[依頼事項]
- A) 提示文のうち「ボビー・フィッシャーを探して」から「分からないという始末なのだ。」までの部分を、一字一句変えずに書き写してください。
- B) 提示文によると、1972年のチェスの世界選手権はどこで行われましたか。

[提示文]
────────────────────────────────────────

2015-12-27 16:55:17 | 新作映画を見てみた

ボビー・フィッシャーを探して



 米ソ冷戦下の1972年、アイスランドのレイキャビクで行われたチェスの世界選手権。チャンピオンのボリス・スパスキー(ソ連)とチャレンジャーのボビー・フィッシャー(米国)の勝負をクライマックスに、“奇行の天才”と呼ばれたフィッシャーの半生を描く。

 原題は「ポーン・サクリファイス」(歩の犠牲)というチェス用語。多分フィッシャーの指し手に関係しているのだろうが、チェスには無知なのでよく分からない。

 この映画、チェスが分かればもっと面白く見ることができたのかとも考えたが、そうばかりではない。フィッシャーの人間性の掘り下げがなされていないので、彼の変人ぶりが目立つだけ。しかも、対局の様子をきちんと見せないので盛り上がる場面がほとんどない。さらに時代背景の描写も中途半端なので、なぜ人々がこの勝負に熱狂したのかもよく分からないという始末なのだ。

────────────────────────────────────────

[ポイント注釈記録]
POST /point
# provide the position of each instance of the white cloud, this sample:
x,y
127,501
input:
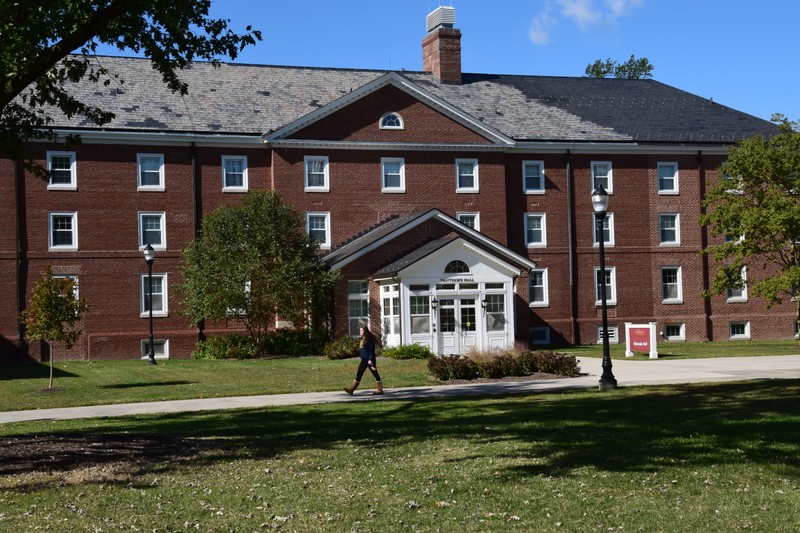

────────────────────────────────────────

[各依頼への回答]
- A)
ボビー・フィッシャーを探して



 米ソ冷戦下の1972年、アイスランドのレイキャビクで行われたチェスの世界選手権。チャンピオンのボリス・スパスキー(ソ連)とチャレンジャーのボビー・フィッシャー(米国)の勝負をクライマックスに、“奇行の天才”と呼ばれたフィッシャーの半生を描く。

 原題は「ポーン・サクリファイス」(歩の犠牲)というチェス用語。多分フィッシャーの指し手に関係しているのだろうが、チェスには無知なのでよく分からない。

 この映画、チェスが分かればもっと面白く見ることができたのかとも考えたが、そうばかりではない。フィッシャーの人間性の掘り下げがなされていないので、彼の変人ぶりが目立つだけ。しかも、対局の様子をきちんと見せないので盛り上がる場面がほとんどない。さらに時代背景の描写も中途半端なので、なぜ人々がこの勝負に熱狂したのかもよく分からないという始末なのだ。

- B) アイスランドのレイキャビクで行われました。